--- DIRECTIONS FOR THIS TASK ---
Rewrite the lines from the first one through the line containing "column 18, row 5", substituting "curly brown hair" for "short black hair" and keeping everything else the same.

[Named object pointing lines]
--------------------------------

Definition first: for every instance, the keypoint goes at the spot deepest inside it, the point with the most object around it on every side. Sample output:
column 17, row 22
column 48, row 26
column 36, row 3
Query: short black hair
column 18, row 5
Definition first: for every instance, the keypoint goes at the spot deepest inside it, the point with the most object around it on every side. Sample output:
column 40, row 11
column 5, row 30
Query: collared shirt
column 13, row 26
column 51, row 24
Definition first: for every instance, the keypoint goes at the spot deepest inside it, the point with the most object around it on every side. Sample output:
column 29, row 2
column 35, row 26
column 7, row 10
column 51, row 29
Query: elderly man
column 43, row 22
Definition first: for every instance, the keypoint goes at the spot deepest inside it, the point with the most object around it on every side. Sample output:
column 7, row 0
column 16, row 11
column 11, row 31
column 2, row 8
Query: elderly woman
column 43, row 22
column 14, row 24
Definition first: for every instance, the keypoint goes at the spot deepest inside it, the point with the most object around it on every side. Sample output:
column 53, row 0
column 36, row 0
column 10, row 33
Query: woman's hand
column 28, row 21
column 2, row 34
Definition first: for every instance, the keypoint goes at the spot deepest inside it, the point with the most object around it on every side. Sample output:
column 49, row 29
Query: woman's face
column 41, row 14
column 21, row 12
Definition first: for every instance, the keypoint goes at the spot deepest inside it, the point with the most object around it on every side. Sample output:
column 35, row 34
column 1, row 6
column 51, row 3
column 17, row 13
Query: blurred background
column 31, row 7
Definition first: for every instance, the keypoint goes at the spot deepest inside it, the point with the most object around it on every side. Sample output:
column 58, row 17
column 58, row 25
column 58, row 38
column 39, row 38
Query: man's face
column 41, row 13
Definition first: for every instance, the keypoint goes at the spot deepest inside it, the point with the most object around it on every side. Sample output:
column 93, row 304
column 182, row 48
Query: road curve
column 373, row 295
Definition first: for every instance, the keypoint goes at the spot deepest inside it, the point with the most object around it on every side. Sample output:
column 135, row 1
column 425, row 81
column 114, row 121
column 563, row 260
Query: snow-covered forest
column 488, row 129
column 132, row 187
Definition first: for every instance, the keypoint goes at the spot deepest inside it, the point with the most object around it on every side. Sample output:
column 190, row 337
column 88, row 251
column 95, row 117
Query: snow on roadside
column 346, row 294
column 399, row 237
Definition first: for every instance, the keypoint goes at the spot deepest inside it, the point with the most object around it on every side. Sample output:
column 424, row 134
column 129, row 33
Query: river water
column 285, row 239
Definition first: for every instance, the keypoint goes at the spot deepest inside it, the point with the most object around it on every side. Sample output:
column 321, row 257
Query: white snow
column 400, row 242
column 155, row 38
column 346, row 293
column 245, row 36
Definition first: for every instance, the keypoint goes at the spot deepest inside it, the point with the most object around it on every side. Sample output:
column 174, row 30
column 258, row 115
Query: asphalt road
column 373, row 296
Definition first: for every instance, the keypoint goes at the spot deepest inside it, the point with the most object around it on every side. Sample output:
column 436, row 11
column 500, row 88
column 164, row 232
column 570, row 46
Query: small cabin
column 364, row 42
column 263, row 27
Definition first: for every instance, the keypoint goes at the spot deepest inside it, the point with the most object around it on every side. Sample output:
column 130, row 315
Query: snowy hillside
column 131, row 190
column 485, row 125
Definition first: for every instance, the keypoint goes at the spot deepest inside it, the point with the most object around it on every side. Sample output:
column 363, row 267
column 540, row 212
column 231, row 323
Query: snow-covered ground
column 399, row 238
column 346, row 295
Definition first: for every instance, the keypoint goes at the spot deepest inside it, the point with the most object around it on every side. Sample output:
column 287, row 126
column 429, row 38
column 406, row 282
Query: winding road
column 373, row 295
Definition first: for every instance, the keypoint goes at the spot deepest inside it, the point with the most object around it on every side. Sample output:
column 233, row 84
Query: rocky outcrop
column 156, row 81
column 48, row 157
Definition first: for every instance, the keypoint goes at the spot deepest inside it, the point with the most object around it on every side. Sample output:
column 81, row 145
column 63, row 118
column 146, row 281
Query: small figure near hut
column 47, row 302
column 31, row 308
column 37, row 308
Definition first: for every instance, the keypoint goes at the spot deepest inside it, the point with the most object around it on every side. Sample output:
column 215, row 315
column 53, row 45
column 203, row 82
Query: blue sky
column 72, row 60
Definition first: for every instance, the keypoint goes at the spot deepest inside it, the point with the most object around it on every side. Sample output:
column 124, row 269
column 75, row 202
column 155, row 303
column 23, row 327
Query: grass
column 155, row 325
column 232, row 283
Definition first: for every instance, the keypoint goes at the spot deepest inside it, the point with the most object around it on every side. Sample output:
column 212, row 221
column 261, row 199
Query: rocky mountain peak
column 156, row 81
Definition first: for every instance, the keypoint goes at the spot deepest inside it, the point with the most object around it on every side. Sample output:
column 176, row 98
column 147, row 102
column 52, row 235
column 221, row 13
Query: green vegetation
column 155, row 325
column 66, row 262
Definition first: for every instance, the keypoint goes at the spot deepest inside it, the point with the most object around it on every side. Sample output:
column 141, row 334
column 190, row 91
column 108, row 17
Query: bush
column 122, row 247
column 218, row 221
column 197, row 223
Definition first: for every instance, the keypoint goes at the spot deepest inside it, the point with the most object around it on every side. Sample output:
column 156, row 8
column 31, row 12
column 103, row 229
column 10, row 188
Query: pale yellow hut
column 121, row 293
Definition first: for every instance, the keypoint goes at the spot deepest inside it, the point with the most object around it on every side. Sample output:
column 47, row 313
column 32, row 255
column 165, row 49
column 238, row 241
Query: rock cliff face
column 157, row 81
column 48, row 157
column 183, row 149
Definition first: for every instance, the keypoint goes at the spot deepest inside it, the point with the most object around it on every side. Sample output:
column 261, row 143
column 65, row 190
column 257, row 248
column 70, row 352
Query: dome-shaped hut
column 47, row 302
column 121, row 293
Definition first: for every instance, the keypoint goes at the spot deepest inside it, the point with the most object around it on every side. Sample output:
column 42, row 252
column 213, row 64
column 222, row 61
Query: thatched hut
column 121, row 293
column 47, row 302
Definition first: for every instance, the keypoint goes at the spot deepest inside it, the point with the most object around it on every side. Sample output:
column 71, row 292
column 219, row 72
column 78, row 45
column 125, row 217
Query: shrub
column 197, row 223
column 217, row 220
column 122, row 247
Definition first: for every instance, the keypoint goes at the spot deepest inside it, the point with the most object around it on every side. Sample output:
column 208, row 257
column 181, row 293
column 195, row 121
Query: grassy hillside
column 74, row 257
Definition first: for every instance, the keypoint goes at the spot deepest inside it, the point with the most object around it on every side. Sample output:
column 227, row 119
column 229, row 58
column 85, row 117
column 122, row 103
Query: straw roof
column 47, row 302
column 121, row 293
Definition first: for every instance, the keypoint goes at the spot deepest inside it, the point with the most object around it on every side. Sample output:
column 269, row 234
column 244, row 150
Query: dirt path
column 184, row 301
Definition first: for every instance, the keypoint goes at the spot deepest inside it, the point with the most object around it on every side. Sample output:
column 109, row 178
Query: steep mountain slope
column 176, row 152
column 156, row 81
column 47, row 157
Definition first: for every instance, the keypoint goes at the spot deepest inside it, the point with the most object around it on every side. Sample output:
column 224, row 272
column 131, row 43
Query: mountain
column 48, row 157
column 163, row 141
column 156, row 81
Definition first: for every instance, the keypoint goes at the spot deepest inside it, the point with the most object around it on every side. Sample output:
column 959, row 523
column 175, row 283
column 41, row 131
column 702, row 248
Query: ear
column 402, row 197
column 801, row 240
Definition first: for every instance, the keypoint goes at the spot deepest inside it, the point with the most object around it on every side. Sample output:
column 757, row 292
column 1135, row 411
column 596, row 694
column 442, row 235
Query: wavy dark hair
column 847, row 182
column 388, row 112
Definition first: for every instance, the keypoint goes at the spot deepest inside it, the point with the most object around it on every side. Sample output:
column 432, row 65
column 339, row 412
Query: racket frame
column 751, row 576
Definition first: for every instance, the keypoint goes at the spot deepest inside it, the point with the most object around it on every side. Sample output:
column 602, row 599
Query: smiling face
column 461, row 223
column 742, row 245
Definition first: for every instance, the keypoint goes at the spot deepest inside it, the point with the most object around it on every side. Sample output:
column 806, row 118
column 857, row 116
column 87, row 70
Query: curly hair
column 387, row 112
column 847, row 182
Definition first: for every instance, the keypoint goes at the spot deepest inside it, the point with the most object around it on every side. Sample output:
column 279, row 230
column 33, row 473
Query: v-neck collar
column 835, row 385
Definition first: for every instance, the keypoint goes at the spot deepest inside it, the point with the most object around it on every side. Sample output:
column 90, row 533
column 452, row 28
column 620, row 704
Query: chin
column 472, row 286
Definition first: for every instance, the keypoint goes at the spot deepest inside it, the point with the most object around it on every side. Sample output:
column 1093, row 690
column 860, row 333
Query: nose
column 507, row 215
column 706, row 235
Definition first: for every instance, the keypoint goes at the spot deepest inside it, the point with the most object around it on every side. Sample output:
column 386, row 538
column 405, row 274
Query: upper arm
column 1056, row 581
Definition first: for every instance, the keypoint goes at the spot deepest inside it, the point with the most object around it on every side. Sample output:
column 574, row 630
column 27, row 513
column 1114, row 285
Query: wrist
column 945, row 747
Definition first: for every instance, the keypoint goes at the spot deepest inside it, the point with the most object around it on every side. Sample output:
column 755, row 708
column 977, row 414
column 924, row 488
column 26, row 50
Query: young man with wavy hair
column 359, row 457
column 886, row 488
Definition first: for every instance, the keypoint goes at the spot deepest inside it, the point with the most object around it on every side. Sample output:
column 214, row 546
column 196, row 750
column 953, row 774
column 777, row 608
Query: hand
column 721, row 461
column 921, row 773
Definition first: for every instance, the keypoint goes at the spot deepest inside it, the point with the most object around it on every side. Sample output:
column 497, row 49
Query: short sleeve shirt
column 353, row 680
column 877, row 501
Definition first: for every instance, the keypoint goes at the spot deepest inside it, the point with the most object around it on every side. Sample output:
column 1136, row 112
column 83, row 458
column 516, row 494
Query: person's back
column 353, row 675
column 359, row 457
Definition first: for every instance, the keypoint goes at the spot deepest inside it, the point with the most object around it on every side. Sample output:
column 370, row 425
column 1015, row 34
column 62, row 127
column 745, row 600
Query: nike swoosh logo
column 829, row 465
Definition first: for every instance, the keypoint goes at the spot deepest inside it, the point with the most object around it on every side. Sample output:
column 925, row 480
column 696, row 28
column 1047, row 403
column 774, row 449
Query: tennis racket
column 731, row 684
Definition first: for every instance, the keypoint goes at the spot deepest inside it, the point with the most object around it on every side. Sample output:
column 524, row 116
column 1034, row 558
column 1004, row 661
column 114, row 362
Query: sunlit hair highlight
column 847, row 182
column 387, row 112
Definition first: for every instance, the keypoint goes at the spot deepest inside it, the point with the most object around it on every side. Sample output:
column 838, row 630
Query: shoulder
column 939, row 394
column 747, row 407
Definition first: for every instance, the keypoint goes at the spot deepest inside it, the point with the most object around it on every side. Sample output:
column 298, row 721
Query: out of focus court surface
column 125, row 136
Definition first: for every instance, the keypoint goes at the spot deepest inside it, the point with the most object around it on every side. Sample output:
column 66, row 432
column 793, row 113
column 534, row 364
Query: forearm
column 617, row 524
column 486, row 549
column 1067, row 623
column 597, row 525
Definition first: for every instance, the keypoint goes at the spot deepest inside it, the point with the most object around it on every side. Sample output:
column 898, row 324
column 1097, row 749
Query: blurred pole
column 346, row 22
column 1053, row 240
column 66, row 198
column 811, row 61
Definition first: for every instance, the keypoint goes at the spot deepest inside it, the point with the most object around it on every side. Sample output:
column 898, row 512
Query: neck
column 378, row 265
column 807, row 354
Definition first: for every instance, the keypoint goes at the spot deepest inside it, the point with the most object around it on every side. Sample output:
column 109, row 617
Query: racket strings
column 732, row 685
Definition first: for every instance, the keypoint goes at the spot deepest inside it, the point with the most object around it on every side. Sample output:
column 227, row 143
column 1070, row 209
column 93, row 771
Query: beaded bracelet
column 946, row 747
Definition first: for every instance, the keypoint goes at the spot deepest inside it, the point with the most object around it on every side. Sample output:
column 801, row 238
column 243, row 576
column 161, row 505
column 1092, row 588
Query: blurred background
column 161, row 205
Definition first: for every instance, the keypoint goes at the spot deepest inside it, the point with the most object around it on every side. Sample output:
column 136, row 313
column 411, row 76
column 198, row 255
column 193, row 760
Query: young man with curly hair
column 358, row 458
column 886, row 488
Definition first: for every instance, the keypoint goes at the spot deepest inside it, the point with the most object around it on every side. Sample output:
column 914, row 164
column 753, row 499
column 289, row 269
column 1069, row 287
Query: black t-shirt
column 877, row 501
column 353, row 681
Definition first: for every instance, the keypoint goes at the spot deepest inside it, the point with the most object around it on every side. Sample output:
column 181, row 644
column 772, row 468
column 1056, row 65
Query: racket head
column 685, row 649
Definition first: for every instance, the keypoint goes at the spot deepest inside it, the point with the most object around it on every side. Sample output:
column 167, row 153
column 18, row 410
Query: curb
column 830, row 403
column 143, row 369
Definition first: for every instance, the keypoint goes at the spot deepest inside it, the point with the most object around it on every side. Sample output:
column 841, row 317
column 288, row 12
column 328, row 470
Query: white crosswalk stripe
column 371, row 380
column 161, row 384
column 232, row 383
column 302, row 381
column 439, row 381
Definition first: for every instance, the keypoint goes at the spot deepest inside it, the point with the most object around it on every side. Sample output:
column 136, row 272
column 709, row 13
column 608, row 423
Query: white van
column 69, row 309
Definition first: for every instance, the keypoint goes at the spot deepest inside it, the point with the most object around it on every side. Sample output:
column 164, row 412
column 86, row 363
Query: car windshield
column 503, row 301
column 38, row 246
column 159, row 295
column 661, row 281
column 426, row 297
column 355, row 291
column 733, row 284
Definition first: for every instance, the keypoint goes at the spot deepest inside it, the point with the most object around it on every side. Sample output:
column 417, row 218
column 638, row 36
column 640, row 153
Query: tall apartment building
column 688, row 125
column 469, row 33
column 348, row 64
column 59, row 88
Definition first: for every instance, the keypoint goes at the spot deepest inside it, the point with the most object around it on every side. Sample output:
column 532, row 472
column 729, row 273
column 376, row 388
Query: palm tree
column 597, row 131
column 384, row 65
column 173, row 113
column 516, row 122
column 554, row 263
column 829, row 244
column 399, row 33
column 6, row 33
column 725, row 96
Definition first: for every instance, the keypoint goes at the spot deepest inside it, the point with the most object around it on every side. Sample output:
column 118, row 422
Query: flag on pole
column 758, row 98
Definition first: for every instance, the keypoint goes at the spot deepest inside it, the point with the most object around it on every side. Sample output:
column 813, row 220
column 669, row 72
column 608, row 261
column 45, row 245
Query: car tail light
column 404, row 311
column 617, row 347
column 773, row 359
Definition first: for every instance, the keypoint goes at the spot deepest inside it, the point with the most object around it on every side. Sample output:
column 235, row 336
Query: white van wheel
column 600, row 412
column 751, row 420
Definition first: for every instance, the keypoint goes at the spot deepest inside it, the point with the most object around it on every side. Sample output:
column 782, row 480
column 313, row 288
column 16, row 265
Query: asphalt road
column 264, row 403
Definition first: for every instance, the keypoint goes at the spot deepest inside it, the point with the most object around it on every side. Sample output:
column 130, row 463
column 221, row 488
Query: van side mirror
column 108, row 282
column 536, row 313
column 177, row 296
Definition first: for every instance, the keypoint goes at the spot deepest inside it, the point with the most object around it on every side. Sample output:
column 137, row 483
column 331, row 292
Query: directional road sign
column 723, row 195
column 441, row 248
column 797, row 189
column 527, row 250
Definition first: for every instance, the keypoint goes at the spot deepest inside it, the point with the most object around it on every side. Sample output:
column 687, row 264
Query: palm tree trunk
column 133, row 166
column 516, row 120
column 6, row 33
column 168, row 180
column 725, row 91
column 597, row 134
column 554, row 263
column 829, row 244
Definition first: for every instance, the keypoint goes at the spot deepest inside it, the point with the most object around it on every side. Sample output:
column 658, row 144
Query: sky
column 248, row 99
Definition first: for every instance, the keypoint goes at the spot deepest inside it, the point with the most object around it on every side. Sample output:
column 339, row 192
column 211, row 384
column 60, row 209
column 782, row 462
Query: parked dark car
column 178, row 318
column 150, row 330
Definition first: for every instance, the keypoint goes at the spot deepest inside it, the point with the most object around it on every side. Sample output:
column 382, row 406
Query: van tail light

--------------------------------

--- SOLUTION TO THE EXERCISE ---
Definition first: for every instance, the keypoint goes at the spot deepest inside it, the point with the most object around it on every side. Sample output:
column 17, row 22
column 48, row 26
column 36, row 3
Query: curly brown hair
column 18, row 5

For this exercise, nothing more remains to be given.